_Short problem_: Rewrite the records below from the line containing "locate the overcast" down through the line containing "top-left (326, 270), bottom-right (386, 332)", both included and nothing else, with "partially occluded" replaced by "partly hidden" and every other word unchanged.

_Information given_:
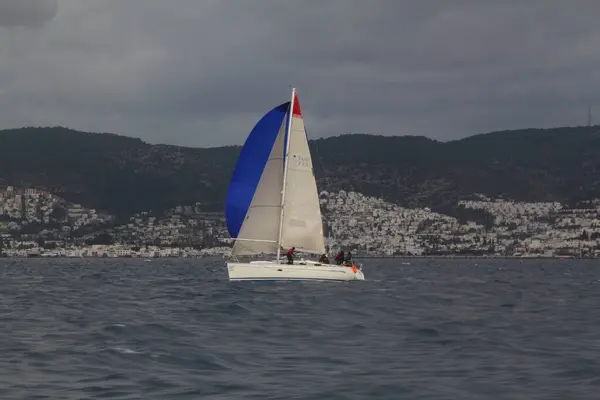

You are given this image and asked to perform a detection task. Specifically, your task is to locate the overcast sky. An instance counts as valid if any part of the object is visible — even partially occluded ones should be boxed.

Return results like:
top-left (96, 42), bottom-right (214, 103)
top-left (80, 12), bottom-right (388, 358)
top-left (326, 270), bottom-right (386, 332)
* * *
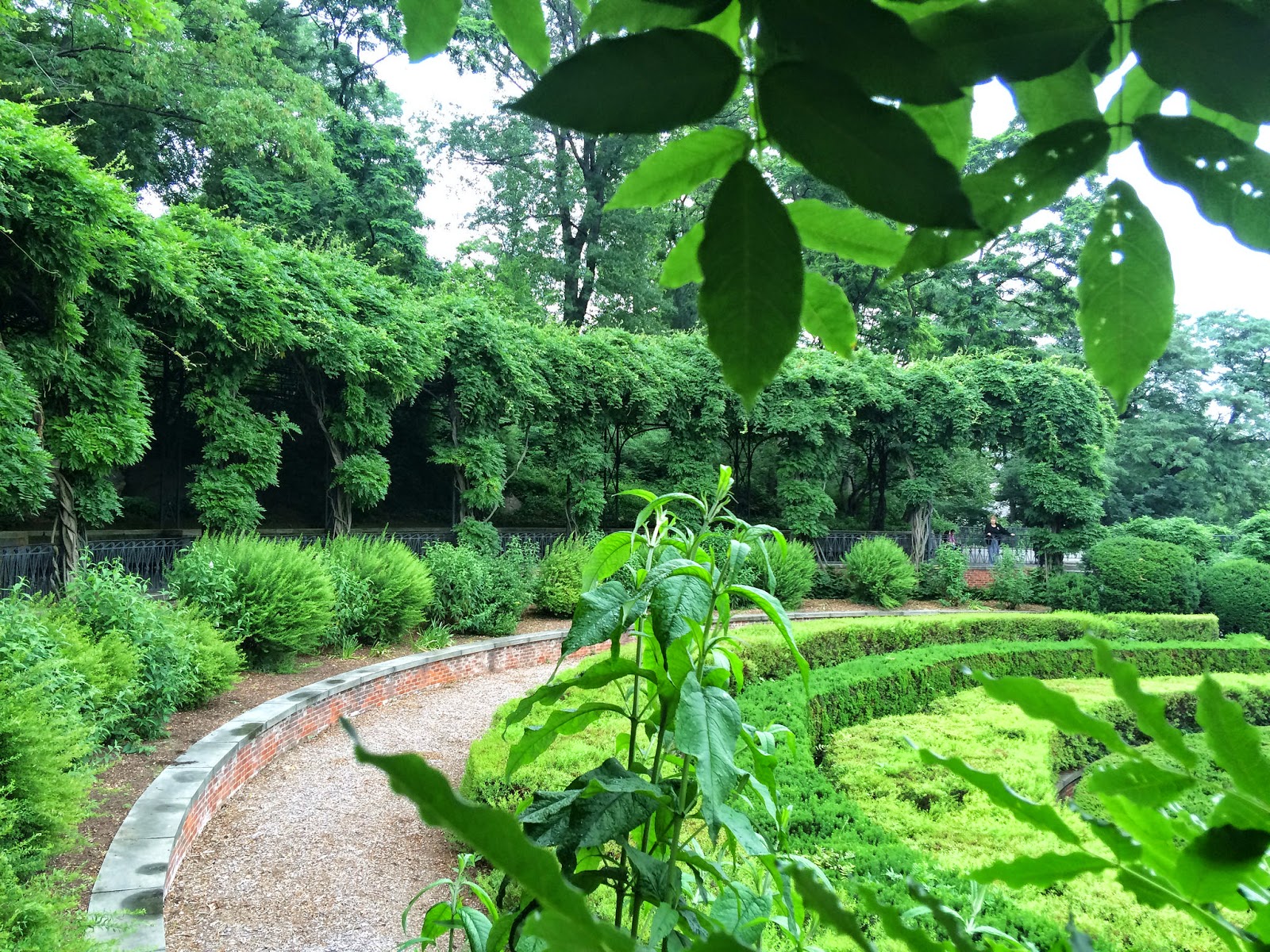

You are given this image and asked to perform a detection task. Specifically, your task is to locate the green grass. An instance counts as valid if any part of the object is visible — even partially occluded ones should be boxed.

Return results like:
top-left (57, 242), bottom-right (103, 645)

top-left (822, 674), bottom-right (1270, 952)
* * *
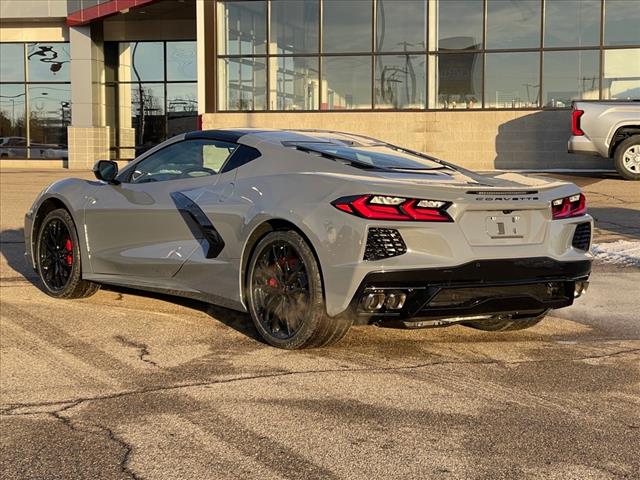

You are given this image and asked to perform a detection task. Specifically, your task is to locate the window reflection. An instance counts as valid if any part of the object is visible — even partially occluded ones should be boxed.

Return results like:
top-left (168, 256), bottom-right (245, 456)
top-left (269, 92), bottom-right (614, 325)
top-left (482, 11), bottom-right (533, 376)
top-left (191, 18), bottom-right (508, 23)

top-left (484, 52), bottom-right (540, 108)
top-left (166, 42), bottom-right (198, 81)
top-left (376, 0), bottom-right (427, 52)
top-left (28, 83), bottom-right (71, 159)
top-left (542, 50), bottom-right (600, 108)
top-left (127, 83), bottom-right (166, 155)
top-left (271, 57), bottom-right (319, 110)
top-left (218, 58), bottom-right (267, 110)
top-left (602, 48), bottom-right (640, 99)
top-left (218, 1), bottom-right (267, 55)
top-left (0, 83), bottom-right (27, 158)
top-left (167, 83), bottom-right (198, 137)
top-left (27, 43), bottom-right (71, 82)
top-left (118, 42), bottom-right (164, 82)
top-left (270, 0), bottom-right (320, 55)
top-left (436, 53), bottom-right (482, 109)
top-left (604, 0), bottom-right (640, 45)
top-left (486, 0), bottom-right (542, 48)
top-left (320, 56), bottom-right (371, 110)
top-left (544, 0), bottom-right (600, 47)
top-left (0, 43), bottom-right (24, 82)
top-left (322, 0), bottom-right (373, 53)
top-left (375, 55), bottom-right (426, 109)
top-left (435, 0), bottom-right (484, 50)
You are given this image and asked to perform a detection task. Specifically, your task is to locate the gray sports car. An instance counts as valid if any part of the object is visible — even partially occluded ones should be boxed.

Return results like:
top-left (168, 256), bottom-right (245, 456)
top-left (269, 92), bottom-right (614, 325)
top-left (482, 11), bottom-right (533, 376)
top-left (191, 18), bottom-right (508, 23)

_Response to the task_:
You are given this image and asked to perform a detection task. Specifically, your task is to locate the overcast sky. An instance counts as valid if any part of the object is visible — even partly hidden ones should be boxed.

Return results like:
top-left (96, 42), bottom-right (214, 103)
top-left (80, 12), bottom-right (388, 358)
top-left (326, 270), bottom-right (386, 332)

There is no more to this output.